*Goal*
Copy the data from the line with "find the distant" up to and including the line with "0, 49, 71, 82", switching "brick building" to "stone building" and leaving everything else unchanged.

[Image entries on named regions]
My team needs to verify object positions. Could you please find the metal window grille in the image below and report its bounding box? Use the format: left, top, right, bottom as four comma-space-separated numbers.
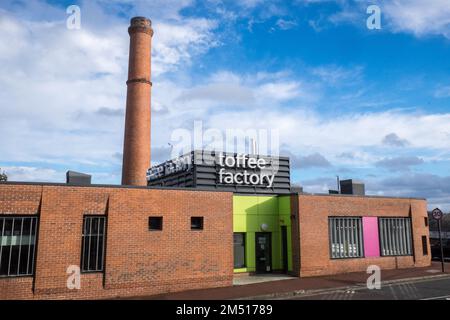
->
0, 216, 38, 277
328, 217, 363, 259
379, 218, 412, 256
81, 216, 106, 272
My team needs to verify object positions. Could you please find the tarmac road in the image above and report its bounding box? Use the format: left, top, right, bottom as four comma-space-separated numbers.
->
292, 277, 450, 302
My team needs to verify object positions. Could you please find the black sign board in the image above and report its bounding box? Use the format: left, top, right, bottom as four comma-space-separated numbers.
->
431, 208, 443, 220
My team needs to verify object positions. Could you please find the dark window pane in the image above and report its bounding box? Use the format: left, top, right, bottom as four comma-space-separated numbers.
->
0, 216, 37, 276
191, 217, 203, 230
81, 216, 106, 272
148, 217, 163, 230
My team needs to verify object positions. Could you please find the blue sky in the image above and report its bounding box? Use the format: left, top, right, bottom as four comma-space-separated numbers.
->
0, 0, 450, 210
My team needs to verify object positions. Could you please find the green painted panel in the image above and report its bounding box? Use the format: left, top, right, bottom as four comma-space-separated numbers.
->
233, 195, 292, 272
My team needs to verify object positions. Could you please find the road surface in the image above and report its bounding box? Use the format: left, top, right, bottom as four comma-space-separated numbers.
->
293, 277, 450, 301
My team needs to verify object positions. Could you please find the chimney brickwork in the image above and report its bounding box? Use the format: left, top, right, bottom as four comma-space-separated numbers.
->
122, 17, 153, 186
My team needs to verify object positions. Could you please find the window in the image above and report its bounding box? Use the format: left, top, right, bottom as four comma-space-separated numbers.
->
422, 236, 428, 256
379, 218, 412, 256
233, 233, 245, 268
328, 217, 363, 259
148, 217, 162, 231
191, 217, 203, 230
0, 216, 38, 277
81, 216, 106, 272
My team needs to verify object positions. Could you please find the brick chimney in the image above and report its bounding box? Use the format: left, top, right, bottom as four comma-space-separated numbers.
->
122, 17, 153, 186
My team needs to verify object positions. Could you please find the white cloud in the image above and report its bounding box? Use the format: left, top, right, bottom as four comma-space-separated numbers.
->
434, 86, 450, 98
0, 0, 217, 175
382, 0, 450, 38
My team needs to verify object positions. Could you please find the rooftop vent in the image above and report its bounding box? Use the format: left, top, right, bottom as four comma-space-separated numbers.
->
340, 179, 366, 196
66, 170, 92, 185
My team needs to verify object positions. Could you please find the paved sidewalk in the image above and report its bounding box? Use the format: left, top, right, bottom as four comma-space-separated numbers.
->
129, 262, 450, 300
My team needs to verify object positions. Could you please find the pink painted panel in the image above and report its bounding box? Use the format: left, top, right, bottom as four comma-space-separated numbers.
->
362, 217, 380, 258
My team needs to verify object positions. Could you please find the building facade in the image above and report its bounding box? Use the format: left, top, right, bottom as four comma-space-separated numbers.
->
0, 182, 430, 299
0, 17, 431, 299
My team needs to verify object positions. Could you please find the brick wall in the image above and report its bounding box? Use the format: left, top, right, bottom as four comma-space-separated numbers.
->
292, 194, 431, 276
0, 184, 233, 299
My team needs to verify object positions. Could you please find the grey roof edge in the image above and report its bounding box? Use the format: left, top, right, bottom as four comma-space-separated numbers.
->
0, 181, 427, 201
296, 192, 427, 200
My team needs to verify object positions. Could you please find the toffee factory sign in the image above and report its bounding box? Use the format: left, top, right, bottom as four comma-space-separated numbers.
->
147, 152, 276, 188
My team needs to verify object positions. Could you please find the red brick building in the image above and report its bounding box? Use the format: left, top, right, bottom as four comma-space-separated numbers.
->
0, 17, 431, 299
0, 183, 430, 299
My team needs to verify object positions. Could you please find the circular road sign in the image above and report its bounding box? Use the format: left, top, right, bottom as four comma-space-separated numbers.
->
431, 208, 442, 220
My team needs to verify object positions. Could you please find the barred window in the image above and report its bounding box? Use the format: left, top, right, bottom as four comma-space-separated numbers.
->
0, 216, 38, 277
379, 218, 412, 256
81, 216, 106, 272
328, 217, 363, 259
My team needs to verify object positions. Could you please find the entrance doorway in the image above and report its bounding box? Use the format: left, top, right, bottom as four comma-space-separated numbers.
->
255, 232, 272, 273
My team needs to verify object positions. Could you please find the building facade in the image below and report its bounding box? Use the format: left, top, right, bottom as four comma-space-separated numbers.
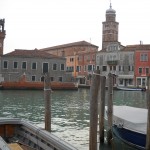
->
96, 5, 150, 87
40, 41, 98, 84
96, 4, 134, 86
1, 49, 71, 82
134, 45, 150, 87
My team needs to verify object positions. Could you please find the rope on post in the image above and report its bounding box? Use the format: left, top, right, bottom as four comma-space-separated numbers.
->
107, 73, 113, 145
44, 73, 51, 132
89, 70, 100, 150
99, 76, 106, 143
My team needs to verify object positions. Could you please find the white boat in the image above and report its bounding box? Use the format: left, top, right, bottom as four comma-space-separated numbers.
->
0, 118, 77, 150
117, 86, 146, 91
106, 106, 147, 149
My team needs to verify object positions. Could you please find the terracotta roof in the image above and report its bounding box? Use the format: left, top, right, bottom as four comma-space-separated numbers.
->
99, 44, 150, 52
3, 49, 65, 59
126, 44, 150, 50
39, 41, 98, 51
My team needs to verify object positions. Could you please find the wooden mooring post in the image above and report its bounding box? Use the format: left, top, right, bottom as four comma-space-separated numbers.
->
99, 76, 106, 143
89, 70, 100, 150
44, 73, 51, 132
107, 73, 113, 145
146, 77, 150, 150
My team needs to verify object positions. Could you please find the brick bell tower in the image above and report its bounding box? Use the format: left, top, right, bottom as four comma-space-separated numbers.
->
0, 19, 5, 56
102, 3, 119, 49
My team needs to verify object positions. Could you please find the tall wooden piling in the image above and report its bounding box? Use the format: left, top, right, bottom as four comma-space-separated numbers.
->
99, 76, 106, 143
107, 73, 113, 145
146, 77, 150, 150
89, 70, 100, 150
44, 73, 51, 132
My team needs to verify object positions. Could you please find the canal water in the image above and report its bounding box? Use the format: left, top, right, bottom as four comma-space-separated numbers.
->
0, 89, 147, 150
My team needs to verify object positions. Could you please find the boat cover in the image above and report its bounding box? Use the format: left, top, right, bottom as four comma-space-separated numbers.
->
113, 106, 148, 134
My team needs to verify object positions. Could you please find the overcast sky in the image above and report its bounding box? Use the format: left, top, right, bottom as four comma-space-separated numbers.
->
0, 0, 150, 53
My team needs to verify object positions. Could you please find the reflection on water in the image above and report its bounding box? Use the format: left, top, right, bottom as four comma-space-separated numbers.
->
0, 89, 146, 150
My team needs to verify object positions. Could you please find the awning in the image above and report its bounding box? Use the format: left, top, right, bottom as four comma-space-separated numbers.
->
118, 75, 134, 79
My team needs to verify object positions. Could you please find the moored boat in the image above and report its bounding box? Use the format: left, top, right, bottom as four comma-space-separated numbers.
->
0, 118, 77, 150
106, 106, 147, 149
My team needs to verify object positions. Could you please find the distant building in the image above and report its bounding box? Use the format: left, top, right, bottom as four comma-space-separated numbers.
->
40, 41, 98, 84
1, 49, 71, 82
96, 4, 150, 86
0, 19, 6, 56
132, 44, 150, 87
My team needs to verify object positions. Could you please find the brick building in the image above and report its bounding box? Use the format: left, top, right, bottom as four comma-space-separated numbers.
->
40, 41, 98, 84
0, 49, 71, 82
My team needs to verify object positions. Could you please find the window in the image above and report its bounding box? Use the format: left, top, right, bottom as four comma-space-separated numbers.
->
102, 66, 107, 71
13, 61, 18, 69
43, 63, 48, 73
119, 79, 123, 85
140, 53, 148, 61
96, 66, 100, 70
31, 62, 37, 70
31, 76, 36, 81
41, 76, 44, 82
58, 77, 62, 82
76, 66, 81, 72
3, 61, 8, 69
139, 68, 142, 74
70, 58, 74, 62
22, 61, 27, 69
119, 66, 124, 71
129, 66, 134, 71
88, 65, 92, 71
53, 64, 57, 70
128, 79, 133, 85
60, 64, 65, 71
145, 68, 149, 74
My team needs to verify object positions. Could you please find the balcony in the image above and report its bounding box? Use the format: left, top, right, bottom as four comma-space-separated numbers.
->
107, 60, 118, 65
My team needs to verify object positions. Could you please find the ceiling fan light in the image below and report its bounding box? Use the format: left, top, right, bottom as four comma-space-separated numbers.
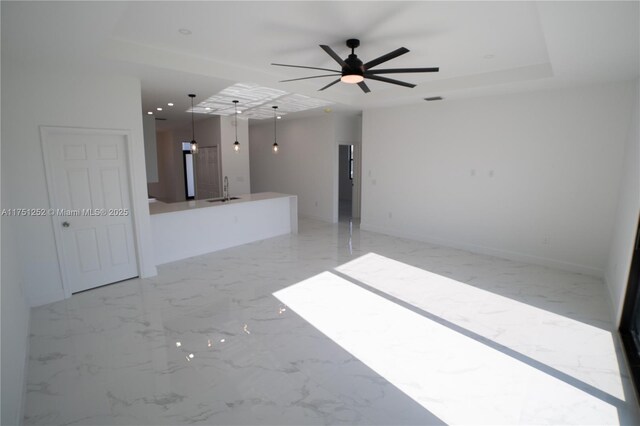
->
340, 74, 364, 84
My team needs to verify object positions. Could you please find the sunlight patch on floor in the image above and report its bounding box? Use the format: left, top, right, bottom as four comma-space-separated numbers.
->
274, 264, 619, 424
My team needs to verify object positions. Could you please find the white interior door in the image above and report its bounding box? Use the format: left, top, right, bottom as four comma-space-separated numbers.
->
42, 128, 138, 293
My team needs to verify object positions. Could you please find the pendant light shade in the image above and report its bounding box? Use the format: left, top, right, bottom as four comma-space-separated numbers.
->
271, 105, 279, 154
189, 93, 198, 154
233, 101, 240, 152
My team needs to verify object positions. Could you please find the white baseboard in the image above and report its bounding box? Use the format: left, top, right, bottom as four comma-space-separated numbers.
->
360, 222, 604, 279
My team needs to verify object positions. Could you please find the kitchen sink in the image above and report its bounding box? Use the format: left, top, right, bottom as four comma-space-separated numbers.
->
207, 197, 240, 203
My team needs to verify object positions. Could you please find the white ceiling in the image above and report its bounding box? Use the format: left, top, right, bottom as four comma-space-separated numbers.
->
1, 1, 640, 130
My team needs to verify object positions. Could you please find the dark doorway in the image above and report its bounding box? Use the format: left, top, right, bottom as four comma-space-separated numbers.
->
620, 216, 640, 400
182, 142, 196, 200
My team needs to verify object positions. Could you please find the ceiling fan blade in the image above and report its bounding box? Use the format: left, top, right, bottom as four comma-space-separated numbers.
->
318, 79, 340, 92
280, 73, 340, 83
358, 81, 371, 93
363, 47, 409, 70
320, 44, 347, 67
367, 67, 440, 74
364, 73, 416, 88
271, 64, 340, 72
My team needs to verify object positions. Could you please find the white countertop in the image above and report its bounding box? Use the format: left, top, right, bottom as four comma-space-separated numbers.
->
149, 192, 292, 214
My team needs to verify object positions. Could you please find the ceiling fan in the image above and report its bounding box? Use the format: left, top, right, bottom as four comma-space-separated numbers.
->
271, 38, 440, 93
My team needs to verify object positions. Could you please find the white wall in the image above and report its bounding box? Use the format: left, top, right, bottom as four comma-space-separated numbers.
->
249, 114, 338, 222
0, 131, 29, 426
147, 130, 184, 202
220, 116, 251, 195
2, 60, 156, 306
0, 216, 29, 425
362, 84, 634, 276
605, 82, 640, 324
142, 114, 158, 182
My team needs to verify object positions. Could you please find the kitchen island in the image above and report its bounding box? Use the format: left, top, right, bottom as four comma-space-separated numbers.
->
149, 192, 298, 265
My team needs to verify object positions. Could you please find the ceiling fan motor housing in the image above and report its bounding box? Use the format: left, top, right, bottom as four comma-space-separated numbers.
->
342, 53, 364, 76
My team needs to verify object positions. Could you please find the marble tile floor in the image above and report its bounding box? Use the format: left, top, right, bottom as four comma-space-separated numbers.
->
25, 220, 640, 425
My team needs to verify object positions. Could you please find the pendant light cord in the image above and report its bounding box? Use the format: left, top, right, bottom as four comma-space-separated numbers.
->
272, 106, 278, 143
189, 95, 196, 141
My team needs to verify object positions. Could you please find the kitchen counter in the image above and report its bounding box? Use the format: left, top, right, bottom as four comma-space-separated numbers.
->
149, 192, 293, 215
149, 192, 298, 265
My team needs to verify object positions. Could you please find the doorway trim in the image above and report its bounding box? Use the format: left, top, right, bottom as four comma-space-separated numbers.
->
618, 218, 640, 400
40, 126, 144, 299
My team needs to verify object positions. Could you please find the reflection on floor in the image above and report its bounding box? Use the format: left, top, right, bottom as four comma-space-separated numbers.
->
25, 220, 640, 425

*Task solution*
My team needs to verify object positions. Could you please find the distant building in the image above and report its bounding box? Use the format: left, top, right, bottom as four comma-space-separated numbers.
->
40, 41, 98, 84
1, 49, 71, 82
96, 4, 150, 86
0, 19, 6, 56
132, 44, 150, 87
My team needs to verify object positions. Could you please find the stone building in the image above and report its bounding box? Use the format: left, top, right, bottom as four comma-space-separated numbers.
->
40, 41, 98, 84
0, 49, 71, 82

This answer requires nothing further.